▸ **Supplied information**
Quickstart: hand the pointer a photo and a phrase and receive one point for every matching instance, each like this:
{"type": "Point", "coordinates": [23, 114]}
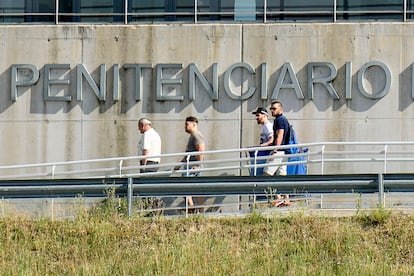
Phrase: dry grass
{"type": "Point", "coordinates": [375, 244]}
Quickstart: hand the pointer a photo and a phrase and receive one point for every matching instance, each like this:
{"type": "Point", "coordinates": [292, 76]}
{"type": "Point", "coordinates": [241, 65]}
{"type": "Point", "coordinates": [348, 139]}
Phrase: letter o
{"type": "Point", "coordinates": [227, 76]}
{"type": "Point", "coordinates": [385, 90]}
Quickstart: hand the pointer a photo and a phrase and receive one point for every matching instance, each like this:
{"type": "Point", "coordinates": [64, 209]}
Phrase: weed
{"type": "Point", "coordinates": [375, 217]}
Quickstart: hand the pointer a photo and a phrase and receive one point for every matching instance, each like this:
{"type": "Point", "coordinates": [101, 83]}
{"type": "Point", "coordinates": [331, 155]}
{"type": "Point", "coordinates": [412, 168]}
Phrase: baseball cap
{"type": "Point", "coordinates": [260, 110]}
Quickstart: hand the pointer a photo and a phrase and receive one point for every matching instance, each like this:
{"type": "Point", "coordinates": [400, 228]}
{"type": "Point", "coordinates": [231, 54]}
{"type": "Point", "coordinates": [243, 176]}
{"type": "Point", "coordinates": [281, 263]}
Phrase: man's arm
{"type": "Point", "coordinates": [144, 161]}
{"type": "Point", "coordinates": [279, 136]}
{"type": "Point", "coordinates": [268, 142]}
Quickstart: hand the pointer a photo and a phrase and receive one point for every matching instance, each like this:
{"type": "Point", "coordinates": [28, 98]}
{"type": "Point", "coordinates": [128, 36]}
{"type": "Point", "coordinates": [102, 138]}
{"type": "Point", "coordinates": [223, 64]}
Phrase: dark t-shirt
{"type": "Point", "coordinates": [195, 139]}
{"type": "Point", "coordinates": [281, 123]}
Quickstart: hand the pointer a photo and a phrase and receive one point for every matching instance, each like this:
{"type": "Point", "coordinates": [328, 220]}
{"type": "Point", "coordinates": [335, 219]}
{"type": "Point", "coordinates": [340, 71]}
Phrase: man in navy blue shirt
{"type": "Point", "coordinates": [280, 131]}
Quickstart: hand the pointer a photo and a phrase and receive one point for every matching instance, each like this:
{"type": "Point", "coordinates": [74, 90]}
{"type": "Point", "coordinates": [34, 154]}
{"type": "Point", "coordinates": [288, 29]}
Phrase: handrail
{"type": "Point", "coordinates": [321, 158]}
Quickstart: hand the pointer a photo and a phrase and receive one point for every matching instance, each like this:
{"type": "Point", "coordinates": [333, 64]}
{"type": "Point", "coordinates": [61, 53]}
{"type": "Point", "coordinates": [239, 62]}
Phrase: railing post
{"type": "Point", "coordinates": [195, 11]}
{"type": "Point", "coordinates": [130, 193]}
{"type": "Point", "coordinates": [322, 159]}
{"type": "Point", "coordinates": [120, 168]}
{"type": "Point", "coordinates": [126, 12]}
{"type": "Point", "coordinates": [405, 11]}
{"type": "Point", "coordinates": [187, 166]}
{"type": "Point", "coordinates": [255, 162]}
{"type": "Point", "coordinates": [381, 190]}
{"type": "Point", "coordinates": [57, 12]}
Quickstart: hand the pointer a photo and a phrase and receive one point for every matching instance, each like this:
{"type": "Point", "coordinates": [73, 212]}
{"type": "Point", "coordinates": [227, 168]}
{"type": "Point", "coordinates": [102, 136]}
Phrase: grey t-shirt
{"type": "Point", "coordinates": [195, 139]}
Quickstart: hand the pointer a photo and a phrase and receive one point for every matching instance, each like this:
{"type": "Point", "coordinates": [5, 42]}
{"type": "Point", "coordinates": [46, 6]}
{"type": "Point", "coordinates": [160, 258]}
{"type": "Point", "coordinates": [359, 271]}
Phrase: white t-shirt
{"type": "Point", "coordinates": [151, 141]}
{"type": "Point", "coordinates": [267, 132]}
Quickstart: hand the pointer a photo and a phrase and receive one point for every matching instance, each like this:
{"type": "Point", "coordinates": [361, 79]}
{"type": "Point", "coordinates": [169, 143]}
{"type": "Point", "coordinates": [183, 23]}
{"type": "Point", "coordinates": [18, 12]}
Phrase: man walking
{"type": "Point", "coordinates": [280, 131]}
{"type": "Point", "coordinates": [266, 138]}
{"type": "Point", "coordinates": [149, 145]}
{"type": "Point", "coordinates": [195, 144]}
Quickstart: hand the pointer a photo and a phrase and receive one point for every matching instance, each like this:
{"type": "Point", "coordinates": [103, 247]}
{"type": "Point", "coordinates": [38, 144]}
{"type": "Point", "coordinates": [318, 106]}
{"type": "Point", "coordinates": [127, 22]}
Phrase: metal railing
{"type": "Point", "coordinates": [228, 195]}
{"type": "Point", "coordinates": [196, 13]}
{"type": "Point", "coordinates": [341, 176]}
{"type": "Point", "coordinates": [319, 158]}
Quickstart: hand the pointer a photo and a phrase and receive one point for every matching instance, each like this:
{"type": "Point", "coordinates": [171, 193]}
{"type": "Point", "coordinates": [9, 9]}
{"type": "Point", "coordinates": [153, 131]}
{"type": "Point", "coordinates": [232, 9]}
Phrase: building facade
{"type": "Point", "coordinates": [75, 79]}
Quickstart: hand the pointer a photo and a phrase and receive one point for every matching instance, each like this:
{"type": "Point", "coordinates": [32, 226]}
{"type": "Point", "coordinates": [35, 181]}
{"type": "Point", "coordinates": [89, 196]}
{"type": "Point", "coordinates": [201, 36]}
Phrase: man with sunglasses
{"type": "Point", "coordinates": [280, 131]}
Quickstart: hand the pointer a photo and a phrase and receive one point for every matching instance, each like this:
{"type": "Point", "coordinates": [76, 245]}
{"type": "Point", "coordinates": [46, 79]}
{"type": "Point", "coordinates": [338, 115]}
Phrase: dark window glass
{"type": "Point", "coordinates": [91, 11]}
{"type": "Point", "coordinates": [220, 10]}
{"type": "Point", "coordinates": [160, 10]}
{"type": "Point", "coordinates": [20, 11]}
{"type": "Point", "coordinates": [370, 9]}
{"type": "Point", "coordinates": [299, 10]}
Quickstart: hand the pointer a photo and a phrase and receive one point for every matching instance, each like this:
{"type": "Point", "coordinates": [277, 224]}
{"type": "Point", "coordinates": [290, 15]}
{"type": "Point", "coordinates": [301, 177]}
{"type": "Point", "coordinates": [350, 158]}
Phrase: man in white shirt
{"type": "Point", "coordinates": [266, 135]}
{"type": "Point", "coordinates": [149, 145]}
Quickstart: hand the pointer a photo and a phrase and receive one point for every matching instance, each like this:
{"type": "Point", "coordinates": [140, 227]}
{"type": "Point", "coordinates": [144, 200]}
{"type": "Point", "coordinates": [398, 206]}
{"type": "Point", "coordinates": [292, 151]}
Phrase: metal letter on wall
{"type": "Point", "coordinates": [325, 81]}
{"type": "Point", "coordinates": [138, 77]}
{"type": "Point", "coordinates": [115, 90]}
{"type": "Point", "coordinates": [47, 82]}
{"type": "Point", "coordinates": [263, 92]}
{"type": "Point", "coordinates": [160, 81]}
{"type": "Point", "coordinates": [227, 79]}
{"type": "Point", "coordinates": [348, 80]}
{"type": "Point", "coordinates": [287, 68]}
{"type": "Point", "coordinates": [212, 90]}
{"type": "Point", "coordinates": [27, 82]}
{"type": "Point", "coordinates": [387, 85]}
{"type": "Point", "coordinates": [100, 91]}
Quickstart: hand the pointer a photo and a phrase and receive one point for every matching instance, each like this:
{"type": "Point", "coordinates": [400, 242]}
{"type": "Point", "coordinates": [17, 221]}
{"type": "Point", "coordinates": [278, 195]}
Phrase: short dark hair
{"type": "Point", "coordinates": [277, 102]}
{"type": "Point", "coordinates": [191, 119]}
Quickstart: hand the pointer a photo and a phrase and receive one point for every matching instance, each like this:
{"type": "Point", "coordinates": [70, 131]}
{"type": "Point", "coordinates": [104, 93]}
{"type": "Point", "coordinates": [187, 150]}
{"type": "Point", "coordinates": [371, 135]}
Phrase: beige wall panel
{"type": "Point", "coordinates": [35, 130]}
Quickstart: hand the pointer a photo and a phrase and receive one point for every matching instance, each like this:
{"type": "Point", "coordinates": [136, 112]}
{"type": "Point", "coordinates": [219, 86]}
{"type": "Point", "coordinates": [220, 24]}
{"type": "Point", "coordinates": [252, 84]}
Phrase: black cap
{"type": "Point", "coordinates": [260, 110]}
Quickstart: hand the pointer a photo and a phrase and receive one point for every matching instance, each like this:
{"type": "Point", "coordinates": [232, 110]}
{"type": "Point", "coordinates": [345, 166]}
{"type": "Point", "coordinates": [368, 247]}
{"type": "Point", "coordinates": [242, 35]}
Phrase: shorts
{"type": "Point", "coordinates": [275, 168]}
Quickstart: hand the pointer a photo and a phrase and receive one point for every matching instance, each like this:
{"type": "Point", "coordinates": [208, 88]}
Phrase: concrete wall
{"type": "Point", "coordinates": [35, 128]}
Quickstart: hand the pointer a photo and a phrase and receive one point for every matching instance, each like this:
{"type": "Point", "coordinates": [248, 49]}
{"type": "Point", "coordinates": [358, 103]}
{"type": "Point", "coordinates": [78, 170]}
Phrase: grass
{"type": "Point", "coordinates": [107, 243]}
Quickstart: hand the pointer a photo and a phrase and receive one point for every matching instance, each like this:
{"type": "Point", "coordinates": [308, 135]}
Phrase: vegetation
{"type": "Point", "coordinates": [105, 242]}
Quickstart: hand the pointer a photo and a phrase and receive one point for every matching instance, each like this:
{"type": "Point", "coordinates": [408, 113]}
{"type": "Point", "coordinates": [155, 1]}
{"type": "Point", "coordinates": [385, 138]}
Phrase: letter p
{"type": "Point", "coordinates": [15, 82]}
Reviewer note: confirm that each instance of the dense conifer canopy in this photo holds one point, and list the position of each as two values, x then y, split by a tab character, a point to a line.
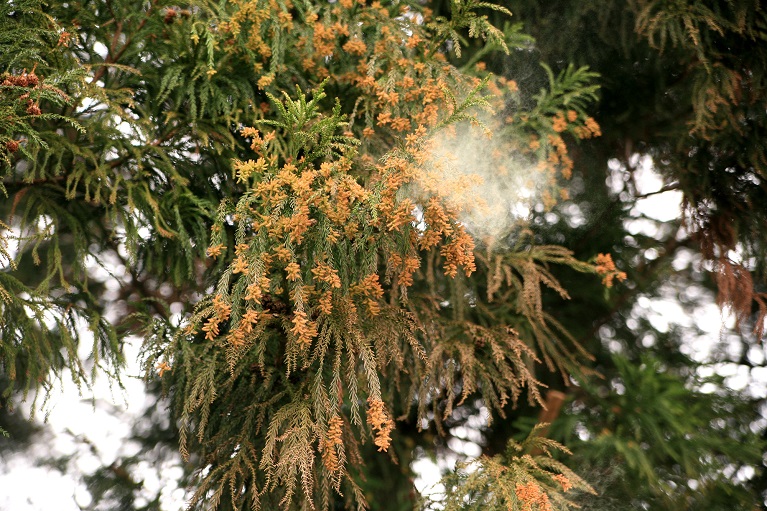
344	230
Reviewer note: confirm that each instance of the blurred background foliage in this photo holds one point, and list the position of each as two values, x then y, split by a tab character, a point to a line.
117	154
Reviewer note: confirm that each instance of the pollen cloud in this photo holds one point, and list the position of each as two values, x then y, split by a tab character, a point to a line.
493	189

▸ **To do**
Only the lines from the one with "Reviewer note: confirm that each instance of the blurred" to the end of the listing are wanted. Print them exactly, keeping both ends.

▸ **Exercise solution**
Reviewer note: confirm that each instance of the blurred background foliage in this photo holds one point, and list the position of each as two values, x then y, split by a tab character, a point to a line.
117	154
Reviewer note: confirm that each instance of the pollen cloud in this photo holds one point, and list the position of each as two values, x then y, split by a tab character, a point to a line.
493	189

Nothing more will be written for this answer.